Entries taken from a collection:

▼

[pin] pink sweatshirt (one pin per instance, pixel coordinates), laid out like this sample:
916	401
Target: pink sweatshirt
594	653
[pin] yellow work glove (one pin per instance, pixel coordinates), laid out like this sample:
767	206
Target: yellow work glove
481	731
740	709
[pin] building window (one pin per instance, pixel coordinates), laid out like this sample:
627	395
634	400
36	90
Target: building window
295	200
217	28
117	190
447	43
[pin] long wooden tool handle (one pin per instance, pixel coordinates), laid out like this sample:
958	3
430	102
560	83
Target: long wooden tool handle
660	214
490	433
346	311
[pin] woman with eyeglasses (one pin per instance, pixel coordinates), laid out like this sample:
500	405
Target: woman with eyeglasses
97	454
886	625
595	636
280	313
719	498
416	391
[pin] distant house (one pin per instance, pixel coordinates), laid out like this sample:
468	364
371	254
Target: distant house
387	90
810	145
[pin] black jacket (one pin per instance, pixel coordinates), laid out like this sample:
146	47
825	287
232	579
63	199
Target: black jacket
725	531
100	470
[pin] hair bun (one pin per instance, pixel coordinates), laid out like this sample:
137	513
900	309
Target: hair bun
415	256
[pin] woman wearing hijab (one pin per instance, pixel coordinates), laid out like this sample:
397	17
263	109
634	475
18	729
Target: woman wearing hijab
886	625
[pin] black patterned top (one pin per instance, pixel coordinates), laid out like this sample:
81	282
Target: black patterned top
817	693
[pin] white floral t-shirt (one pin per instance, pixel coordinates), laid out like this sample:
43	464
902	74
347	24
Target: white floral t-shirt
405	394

▲

Reproduce the lines from the one containing "[pin] black jacket" through the end of the items, swapping "laid out like this sample" for "formatted as in this sample" wherever it occurs. Leave everything else unchanged.

**Response to this exercise**
[pin] black jacket (one pin per instance, pixel coordinates), formatted as in this sample:
146	47
825	287
232	579
63	199
Target: black jacket
725	531
100	470
[pin] hair bun (one pin per instance, pixel coordinates), formatted as in this sample:
137	513
900	309
Target: hair bun
415	256
[pin] woman wearing hijab (one pin per instance, pixel coordinates), formatted as in this sample:
397	17
263	109
634	475
18	729
Target: woman wearing hijab
886	625
[pin] black patterned top (one pin per instance, pixel coordinates), formatted as in this sample:
81	282
Target: black patterned top
817	693
[pin] white floral t-shirt (one pin per instance, pixel coordinates), formatted as in this sample:
43	464
902	74
347	24
Target: white floral t-shirt
405	394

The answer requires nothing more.